Exact transcription, pictures omitted: reproduce the listing below.

————————

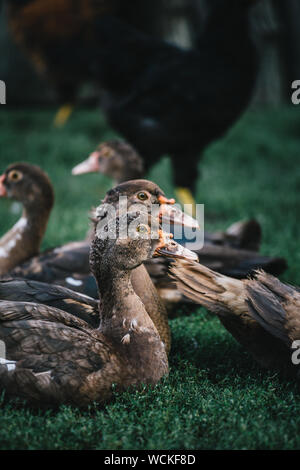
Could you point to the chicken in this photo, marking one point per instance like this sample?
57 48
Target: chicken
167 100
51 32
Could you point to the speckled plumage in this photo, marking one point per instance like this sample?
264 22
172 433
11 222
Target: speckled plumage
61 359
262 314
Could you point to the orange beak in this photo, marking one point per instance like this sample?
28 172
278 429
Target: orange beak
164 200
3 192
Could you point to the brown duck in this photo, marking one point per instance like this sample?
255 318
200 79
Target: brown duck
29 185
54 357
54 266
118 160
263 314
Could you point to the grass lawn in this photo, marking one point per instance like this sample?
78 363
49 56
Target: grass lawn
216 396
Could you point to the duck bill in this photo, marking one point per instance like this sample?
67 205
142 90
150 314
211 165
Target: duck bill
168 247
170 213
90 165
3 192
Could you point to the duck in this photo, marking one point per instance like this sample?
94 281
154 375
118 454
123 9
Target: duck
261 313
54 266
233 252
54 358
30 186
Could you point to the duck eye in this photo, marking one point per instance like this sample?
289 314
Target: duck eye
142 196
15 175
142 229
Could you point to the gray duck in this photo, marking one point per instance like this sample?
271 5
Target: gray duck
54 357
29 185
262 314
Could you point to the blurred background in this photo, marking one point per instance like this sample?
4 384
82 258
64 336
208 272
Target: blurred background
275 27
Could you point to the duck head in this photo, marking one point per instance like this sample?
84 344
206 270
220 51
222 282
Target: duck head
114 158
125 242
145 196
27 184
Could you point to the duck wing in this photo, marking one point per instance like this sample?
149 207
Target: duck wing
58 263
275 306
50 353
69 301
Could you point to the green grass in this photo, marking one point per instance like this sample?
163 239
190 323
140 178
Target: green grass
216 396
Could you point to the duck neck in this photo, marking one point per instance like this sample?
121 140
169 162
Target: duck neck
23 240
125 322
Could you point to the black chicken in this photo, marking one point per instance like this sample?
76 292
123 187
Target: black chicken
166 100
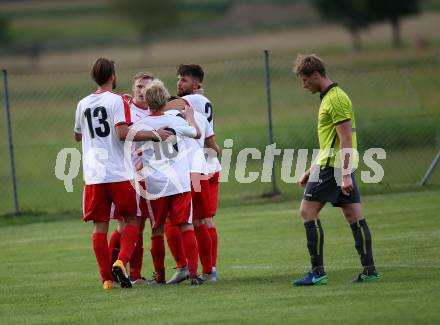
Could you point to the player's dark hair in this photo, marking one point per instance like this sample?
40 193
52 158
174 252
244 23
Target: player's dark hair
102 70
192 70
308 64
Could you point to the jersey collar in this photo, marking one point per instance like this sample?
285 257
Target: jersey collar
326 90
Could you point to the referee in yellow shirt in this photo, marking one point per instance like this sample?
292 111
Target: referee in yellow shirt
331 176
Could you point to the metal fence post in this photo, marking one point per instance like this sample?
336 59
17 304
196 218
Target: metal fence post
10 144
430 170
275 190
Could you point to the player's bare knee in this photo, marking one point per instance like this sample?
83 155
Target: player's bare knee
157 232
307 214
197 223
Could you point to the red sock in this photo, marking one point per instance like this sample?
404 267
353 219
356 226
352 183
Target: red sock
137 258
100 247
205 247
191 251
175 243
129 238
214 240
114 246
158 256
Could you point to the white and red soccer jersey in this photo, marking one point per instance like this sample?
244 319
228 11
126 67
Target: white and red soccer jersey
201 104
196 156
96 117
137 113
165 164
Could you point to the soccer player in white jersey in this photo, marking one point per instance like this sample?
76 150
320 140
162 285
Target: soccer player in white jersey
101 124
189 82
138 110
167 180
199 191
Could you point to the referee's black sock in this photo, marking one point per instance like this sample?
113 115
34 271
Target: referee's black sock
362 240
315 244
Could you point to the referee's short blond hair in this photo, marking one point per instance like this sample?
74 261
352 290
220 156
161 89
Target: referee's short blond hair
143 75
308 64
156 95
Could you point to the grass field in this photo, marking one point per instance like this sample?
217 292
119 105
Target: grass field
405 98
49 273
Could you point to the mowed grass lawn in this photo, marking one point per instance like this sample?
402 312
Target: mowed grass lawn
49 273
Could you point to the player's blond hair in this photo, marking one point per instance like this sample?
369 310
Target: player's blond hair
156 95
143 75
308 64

————————

Solution to this task:
Could you point to the chicken in this photo, marking one point per instance like this sample?
57 48
Target: chicken
167 100
51 32
Could you point to the speckled plumage in this photo, marking one point per instance like this sample?
264 22
172 433
11 222
Target: speckled plumage
61 359
262 314
Could you point to the orange beak in this photo, marking one point per instance like this sample?
28 172
278 429
Target: orange beak
164 200
3 192
Could you point to the brown duck in this photo, marking one point per instance like this sample?
255 318
200 79
Target: brown duck
29 185
54 357
54 266
118 160
263 314
Could you point to the grass lawn in this photo, marking one point per instance like this sample?
78 363
49 56
Target: grass lawn
216 396
Could you point to the duck bill in this photo, marking one point per instance like this sample?
67 205
142 90
150 314
211 165
Target: duck bill
168 247
170 213
90 165
3 192
Could you point to the duck in this photo, marking one point per instance like this sample?
94 281
154 375
118 454
123 9
Target: duck
261 313
54 266
233 252
54 358
30 186
Could you point to the duck eye in this photo, marking one point per instance like this sample?
289 314
Target: duck eye
142 196
15 175
142 229
Could you point to the gray duck in this photo, marking one point per instance like this sample?
271 5
Target: gray duck
54 357
29 185
262 314
Could you point to the blurred background in this photo, marking one point per instance like this sample?
4 384
82 258
64 336
208 272
Target: blurred background
275 27
Could you point to the duck head in this photo, marking one point per instance like this sample?
84 344
206 270
220 51
222 282
Target: duck head
114 158
125 242
145 196
27 184
Could you point to the duck wing in this photo, marking one point per instance like this sample?
149 207
Target: duck wing
58 263
275 306
50 353
69 301
Could you point to the green grass in this photo, marking one point per instance like this sample?
163 239
190 323
140 178
Target: green grass
216 396
Could you point to the duck neck in this photo, marking one point per instance like this sample?
121 140
169 162
Target: duck neck
23 240
125 322
Could you point to the black chicken in this photo, marking one point per instance like this sample?
76 292
123 187
Target: black chicken
166 100
Could you point to the player's dark hair in this photo, marking one point per instance like this sample?
40 193
52 158
174 252
244 23
Target: player's dark hair
102 70
192 70
308 64
Could you point to the jersey collar in this photo, marking one point per instance like this sample?
285 257
Target: jersey collar
326 90
Could you point to the referee in yellow shirt in this photo, marking one point per instance like this sample?
292 111
Target: referee in yellow shirt
331 176
Could you point to the metal fence post in this photo, marking one point per instance like this sample?
336 59
17 304
196 218
Target: metal fence post
10 144
430 170
275 190
Could you point to the player's bare knee in this photo, marking one point per instance like this sample?
83 155
Target: player's bare knee
157 232
307 214
197 223
Could you point to the red sock in this photo, marking one point per instance like this sample?
404 267
353 219
356 226
352 183
Target: red sock
137 258
100 247
205 247
191 251
175 243
129 238
214 240
114 246
158 256
Could you point to the white and red soccer jersey in this photo, marking one point per instance like this sample?
244 319
228 11
126 67
Target: white and red soccer jersey
201 104
196 156
96 117
137 113
165 164
Could you point to the soccer player in white jersey in this photo, marking one point per instance like this sample?
76 150
320 140
162 285
Target: soccer player in white jersey
101 124
189 82
138 110
167 180
199 191
Could you point to the referee's black sock in this photo, marking one point per instance like this sample?
113 115
34 271
Target: referee's black sock
362 240
315 244
Could you point to the referee's short blond hair in this photo, marking one point per instance like this sample?
74 261
352 290
220 156
161 89
Target: referee's short blond hair
143 75
308 64
156 95
Could you point to the grass field in this photo, marking one point per instance like this sample?
217 292
119 105
Target: grass field
405 98
49 273
Could you point to the mowed grass lawn in this photo, marking one point per instance like this sample?
402 312
Target: mowed grass lawn
49 273
Could you point to the player's blond hair in this photo, marking one point per instance like this sample?
369 310
Target: player's blond hair
156 95
143 75
308 64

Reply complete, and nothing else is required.